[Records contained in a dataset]
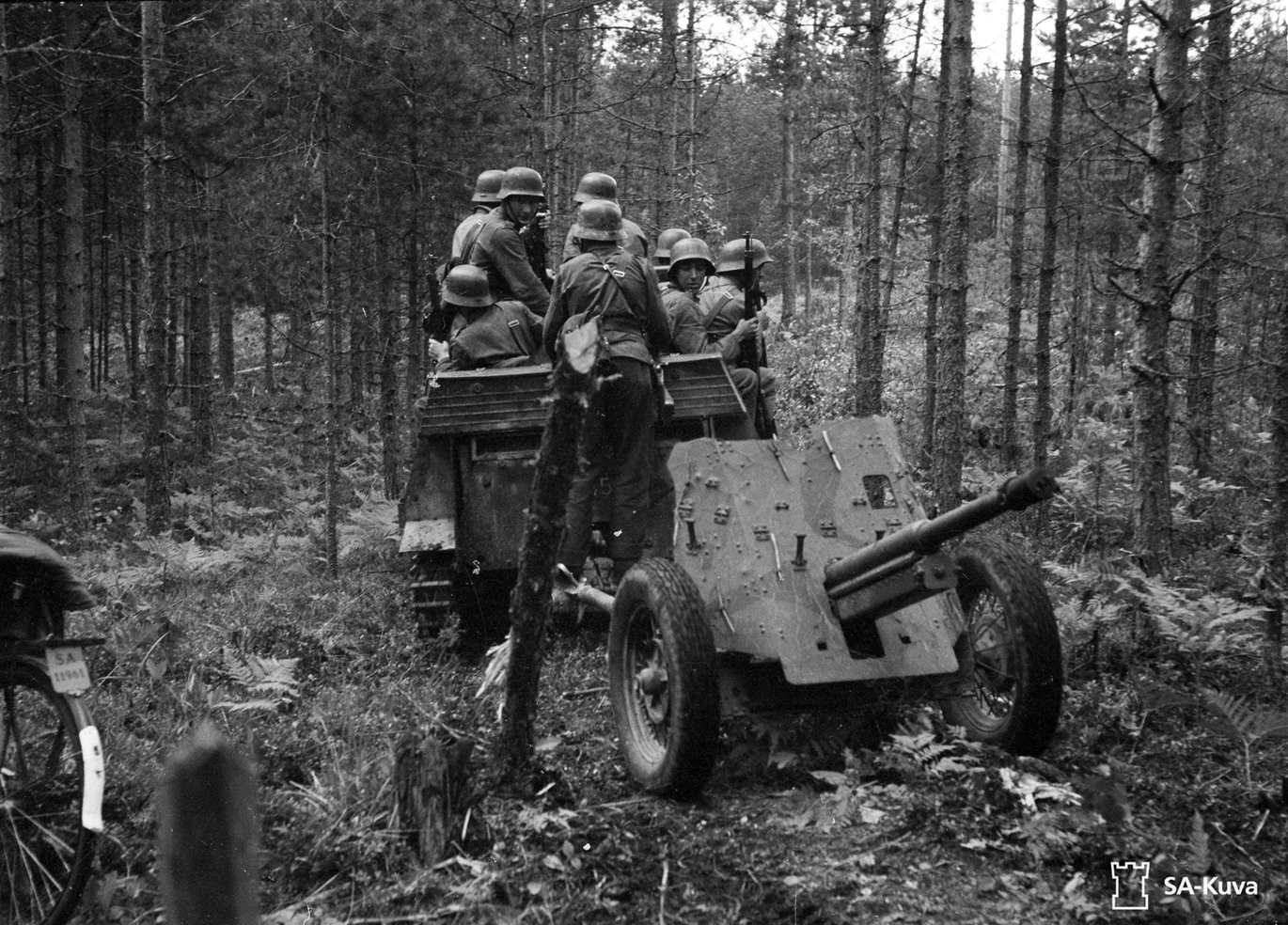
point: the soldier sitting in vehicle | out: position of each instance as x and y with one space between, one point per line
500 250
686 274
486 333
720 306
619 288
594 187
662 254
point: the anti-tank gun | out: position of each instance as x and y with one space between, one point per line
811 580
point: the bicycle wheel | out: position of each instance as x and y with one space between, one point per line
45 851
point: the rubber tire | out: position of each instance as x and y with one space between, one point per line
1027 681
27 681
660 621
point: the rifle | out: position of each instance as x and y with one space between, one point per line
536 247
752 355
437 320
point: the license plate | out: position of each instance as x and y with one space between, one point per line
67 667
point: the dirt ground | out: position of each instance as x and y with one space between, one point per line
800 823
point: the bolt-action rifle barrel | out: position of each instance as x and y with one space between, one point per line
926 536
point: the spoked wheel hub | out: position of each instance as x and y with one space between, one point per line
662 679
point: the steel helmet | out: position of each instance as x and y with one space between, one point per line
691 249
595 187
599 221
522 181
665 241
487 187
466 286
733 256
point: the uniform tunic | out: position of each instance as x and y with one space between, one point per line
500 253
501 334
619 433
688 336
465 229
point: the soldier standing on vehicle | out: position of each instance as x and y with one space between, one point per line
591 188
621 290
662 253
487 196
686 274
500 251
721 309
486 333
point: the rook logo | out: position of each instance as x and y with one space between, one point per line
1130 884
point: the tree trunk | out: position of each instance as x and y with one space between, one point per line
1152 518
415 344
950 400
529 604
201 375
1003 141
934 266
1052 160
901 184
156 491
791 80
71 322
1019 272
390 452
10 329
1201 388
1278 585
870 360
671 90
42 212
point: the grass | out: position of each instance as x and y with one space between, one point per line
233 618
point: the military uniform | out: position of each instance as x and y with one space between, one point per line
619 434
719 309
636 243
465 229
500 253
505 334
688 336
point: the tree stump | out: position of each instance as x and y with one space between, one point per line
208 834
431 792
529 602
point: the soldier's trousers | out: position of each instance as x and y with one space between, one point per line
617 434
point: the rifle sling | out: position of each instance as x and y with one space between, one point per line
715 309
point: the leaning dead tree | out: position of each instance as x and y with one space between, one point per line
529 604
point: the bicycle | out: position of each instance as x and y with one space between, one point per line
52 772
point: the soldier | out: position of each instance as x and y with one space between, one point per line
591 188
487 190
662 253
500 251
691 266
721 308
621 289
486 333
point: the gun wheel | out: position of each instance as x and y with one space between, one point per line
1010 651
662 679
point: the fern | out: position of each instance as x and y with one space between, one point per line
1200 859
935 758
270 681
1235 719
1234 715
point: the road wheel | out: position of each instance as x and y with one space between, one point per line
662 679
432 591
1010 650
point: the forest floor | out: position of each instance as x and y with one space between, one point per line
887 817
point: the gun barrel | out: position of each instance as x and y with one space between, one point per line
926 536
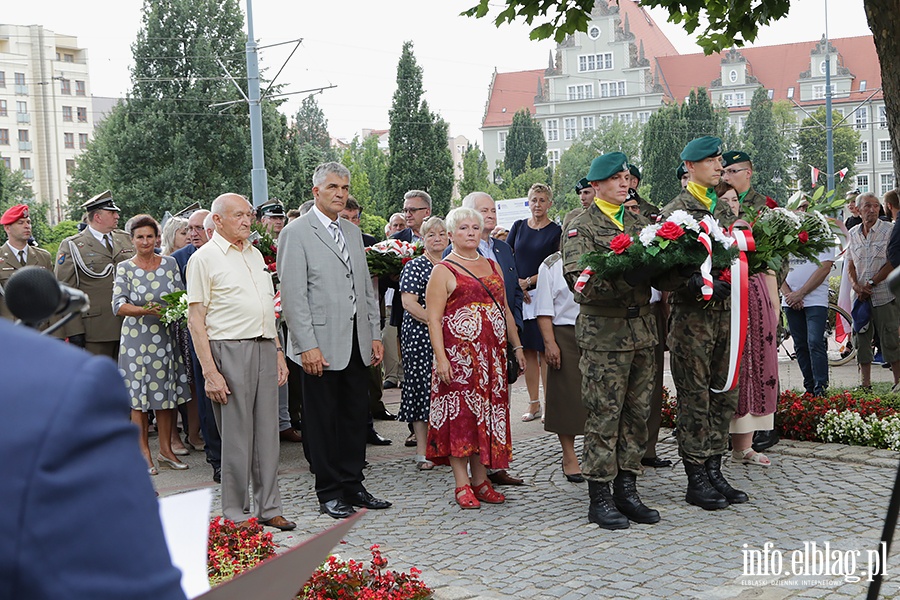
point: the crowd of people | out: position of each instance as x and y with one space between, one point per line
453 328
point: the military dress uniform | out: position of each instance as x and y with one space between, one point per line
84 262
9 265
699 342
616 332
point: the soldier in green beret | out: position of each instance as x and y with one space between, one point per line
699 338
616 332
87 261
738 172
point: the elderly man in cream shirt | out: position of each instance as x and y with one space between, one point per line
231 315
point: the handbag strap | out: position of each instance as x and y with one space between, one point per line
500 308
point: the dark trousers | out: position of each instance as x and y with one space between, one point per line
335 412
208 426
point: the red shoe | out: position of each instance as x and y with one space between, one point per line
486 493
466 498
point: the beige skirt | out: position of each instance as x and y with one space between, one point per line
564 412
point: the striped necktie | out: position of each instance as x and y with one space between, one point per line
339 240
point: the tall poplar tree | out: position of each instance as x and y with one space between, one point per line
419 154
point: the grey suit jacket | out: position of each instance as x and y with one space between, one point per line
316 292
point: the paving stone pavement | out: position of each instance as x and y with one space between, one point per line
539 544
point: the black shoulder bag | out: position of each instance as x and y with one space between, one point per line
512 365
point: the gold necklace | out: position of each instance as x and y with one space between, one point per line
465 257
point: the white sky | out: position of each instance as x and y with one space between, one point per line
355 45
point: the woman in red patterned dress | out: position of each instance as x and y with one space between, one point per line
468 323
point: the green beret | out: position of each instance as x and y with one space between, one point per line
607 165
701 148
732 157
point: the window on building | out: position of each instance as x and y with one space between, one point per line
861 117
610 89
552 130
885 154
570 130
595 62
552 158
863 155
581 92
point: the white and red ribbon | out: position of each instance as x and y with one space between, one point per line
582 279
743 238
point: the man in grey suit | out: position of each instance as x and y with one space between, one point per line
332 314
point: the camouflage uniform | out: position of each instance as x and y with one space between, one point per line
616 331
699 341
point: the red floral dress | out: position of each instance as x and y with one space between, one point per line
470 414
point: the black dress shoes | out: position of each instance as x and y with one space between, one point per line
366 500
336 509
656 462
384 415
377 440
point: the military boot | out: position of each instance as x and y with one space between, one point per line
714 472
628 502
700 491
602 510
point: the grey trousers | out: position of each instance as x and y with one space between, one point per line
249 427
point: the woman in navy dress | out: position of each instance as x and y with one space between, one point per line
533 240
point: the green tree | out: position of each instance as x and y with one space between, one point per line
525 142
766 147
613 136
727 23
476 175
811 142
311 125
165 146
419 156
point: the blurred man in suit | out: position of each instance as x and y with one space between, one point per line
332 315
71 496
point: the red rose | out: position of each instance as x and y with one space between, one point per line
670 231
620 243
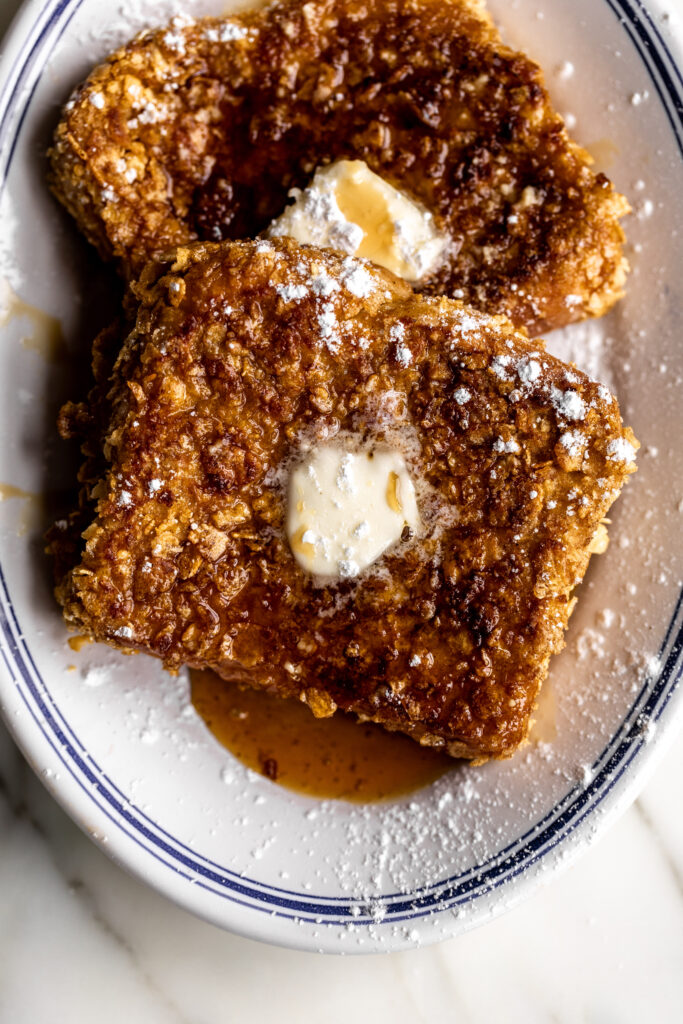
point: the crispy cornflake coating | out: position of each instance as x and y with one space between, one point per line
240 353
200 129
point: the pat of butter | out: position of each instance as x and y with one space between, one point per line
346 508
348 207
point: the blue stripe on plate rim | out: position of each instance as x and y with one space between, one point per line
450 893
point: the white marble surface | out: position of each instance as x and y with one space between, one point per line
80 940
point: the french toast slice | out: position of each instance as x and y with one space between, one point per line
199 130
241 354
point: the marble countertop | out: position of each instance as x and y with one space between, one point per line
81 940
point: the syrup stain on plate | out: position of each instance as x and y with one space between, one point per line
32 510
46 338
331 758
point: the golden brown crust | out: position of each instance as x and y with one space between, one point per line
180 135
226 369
...
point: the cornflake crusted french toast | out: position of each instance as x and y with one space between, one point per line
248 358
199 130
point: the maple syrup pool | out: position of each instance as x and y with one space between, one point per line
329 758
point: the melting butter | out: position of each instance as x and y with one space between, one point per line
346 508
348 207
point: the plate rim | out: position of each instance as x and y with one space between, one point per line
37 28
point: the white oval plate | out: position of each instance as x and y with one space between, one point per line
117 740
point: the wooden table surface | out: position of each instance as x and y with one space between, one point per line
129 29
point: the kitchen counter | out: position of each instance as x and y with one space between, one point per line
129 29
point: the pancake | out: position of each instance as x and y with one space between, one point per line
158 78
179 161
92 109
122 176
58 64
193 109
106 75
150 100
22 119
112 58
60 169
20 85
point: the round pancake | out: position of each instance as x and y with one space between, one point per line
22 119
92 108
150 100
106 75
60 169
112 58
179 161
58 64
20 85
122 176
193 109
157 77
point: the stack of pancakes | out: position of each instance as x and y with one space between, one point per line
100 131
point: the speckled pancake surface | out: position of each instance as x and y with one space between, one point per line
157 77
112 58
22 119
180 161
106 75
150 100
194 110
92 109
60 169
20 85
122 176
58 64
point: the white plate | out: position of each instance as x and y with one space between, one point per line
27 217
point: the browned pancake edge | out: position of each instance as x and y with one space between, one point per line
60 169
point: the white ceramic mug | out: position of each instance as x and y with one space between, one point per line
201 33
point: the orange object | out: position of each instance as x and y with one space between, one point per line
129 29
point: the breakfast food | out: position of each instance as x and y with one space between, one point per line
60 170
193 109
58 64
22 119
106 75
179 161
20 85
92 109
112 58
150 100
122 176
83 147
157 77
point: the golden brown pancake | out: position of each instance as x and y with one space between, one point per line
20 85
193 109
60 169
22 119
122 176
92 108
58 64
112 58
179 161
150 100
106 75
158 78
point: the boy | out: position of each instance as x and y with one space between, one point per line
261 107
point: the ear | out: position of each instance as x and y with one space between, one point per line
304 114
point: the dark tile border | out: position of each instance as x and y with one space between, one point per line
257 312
---
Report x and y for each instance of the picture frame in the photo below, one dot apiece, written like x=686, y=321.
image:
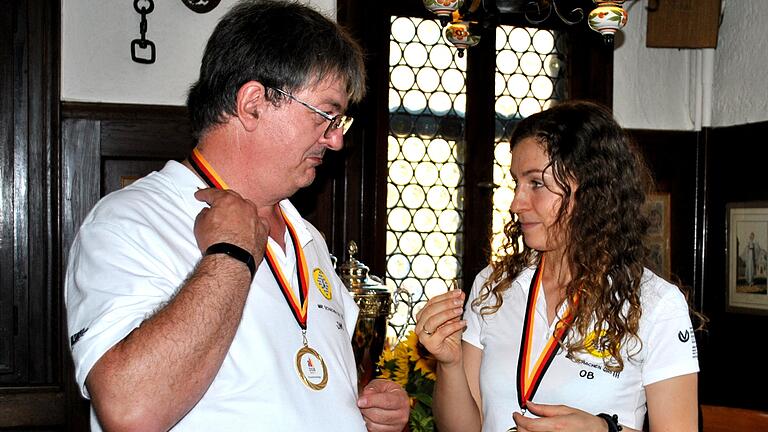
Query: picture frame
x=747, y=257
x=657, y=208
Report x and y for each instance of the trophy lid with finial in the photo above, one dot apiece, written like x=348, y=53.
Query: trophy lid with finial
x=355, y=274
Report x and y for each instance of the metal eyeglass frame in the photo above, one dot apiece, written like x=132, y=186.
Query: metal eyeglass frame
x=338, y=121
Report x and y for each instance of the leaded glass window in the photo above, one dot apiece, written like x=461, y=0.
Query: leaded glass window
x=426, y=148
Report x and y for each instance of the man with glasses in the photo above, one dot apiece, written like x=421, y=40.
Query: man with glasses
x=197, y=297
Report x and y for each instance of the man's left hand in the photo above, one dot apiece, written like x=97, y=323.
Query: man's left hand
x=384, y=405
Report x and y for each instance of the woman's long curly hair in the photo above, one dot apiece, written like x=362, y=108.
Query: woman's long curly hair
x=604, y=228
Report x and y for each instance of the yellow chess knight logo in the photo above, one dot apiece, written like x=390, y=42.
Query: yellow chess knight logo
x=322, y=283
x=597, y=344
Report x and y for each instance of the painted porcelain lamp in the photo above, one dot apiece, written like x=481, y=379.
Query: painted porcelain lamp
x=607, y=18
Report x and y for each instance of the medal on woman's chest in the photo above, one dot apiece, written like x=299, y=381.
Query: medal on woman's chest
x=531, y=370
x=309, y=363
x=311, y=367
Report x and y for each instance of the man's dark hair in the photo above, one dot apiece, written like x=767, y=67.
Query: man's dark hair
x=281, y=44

Task description: Look through the records for the string "apiece". Copy every line that has it.

Problem solution:
Report x and y for each instance of the picture frame in the photo below, one dot apiece, written like x=686, y=321.
Report x and y for each instance of the trophy lid with finial in the photo above, one dot apiece, written like x=348, y=53.
Report x and y for each instance of the metal eyeglass frame in the photo above, one dot apiece, written like x=132, y=186.
Report x and y for each instance of the leaded glass window in the photo above, one dot apiece, written like x=461, y=0.
Report x and y for each instance of the man with glasses in the photo above, one dot apiece, written like x=421, y=40.
Report x and y for each instance of the man's left hand in the photo above, one dot apiece, written like x=97, y=323.
Report x and y for each instance of the woman's long curly hair in the photo above, one dot apiece, written like x=362, y=108.
Report x and y for each instance of the yellow chess knight logo in the photo above, one dot apiece, written like x=390, y=42.
Report x and y for each instance of the painted porcelain lamp in the photo above, one dot apiece, written like x=481, y=379.
Report x and y for each instance of the medal on woman's chest in the photo above, one dot apiece, written like x=299, y=381.
Report x and y for each instance of the man's dark hair in the photo above, one dot apiece, written like x=767, y=67.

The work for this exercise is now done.